* Short exercise: Edit the passage on mission support ships: copy it out beginning at "These craft also" and stopping after "Dock (LHD) craft.", with "humanitarian" changed to "relief".
====== Extract to read
These craft also play an important part in moving cargo across the oceans to where it is needed in theatre, either for war fighting or humanitarian purposes. These ships even have a secondary role supporting amphibious landings alongside dedicated Landing Platform Dock (LPD) and Landing Helicopter Dock (LHD) craft.

The US Navy is in no doubt regarding the vital role that the mission support ship plays. In 2003, Turkey's refusal to allow US forces to open a second front through that country into Iraq highlighted the need to be able to move large formations of troops and armour, and their supplies, across the seas, and if necessary to base them in international waters as the jump-off point for action on land.

With this concept in mind, the US Navy has embarked on a major programme vis-a-vis the rejuvenation of the force's mission support ship fleet. In October 2001, the navy placed an order with the National Steel and Shipbuilding Company (Nassco) for the first two Lewis and Clark class T-ake vessels, which has since increased to a total order for 14 vessels. In 2007 construction of the USNS Wally Schirra began, and she was delivered in September 2009 to the US Navy from General Dynamics Nassco shipbuilding. She is to be deployed with the US Navy's Military Sealift Command (MSC). This latest T-ake example joins the first vessel of the class, the USNS Lewis and Clark, which was launched in 2003. The Wally Schirra was then followed by another nine ships, the last of which, the USNS Matthew Perry, is currently under construction. In February 2008 the US Navy supplemented these nine vessels with an additional three T-ake ships; the USNS Charles Drew, USNS Washington Chambers and USNS William McClean; all of which should be delivered by January 2013. In terms of the capabilities of the Lewis and Clark ships, these vessels can transport 6005 tonnes of dry cargo and 2390 tonnes of fuel, including aviation fuel.
============
====== Provided information
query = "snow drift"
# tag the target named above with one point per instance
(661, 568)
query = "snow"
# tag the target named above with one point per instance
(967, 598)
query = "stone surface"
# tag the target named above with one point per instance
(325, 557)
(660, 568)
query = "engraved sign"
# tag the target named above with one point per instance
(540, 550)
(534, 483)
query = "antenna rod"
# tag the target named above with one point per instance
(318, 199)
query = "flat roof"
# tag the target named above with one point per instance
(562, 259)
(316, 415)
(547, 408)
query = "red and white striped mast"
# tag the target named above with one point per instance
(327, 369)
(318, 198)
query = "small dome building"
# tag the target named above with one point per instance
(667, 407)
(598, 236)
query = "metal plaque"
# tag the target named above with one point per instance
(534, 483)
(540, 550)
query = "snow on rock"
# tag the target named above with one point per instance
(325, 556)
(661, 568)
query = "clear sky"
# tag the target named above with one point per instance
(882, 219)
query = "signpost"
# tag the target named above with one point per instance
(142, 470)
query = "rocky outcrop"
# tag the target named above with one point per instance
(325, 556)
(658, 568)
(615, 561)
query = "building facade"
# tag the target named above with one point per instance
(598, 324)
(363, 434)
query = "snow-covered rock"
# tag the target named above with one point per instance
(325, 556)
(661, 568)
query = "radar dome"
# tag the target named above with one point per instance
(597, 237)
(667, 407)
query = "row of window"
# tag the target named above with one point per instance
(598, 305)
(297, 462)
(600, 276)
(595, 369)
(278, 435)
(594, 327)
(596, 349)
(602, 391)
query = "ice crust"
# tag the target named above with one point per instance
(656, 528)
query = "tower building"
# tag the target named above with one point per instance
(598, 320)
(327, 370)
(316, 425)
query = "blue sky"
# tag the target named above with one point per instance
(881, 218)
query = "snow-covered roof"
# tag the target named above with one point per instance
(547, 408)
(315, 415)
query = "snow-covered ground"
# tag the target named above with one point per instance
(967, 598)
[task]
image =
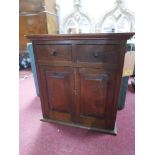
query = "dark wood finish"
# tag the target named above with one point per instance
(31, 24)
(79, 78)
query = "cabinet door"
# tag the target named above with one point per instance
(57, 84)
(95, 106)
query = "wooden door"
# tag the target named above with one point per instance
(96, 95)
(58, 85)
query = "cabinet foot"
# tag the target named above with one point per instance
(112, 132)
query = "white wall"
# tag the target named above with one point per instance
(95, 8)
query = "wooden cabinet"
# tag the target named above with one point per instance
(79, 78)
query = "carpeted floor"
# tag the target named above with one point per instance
============
* Written response:
These craft also play an important part in moving cargo across the oceans to where it is needed in theatre, either for war fighting or relief purposes. These ships even have a secondary role supporting amphibious landings alongside dedicated Landing Platform Dock (LPD) and Landing Helicopter Dock (LHD) craft.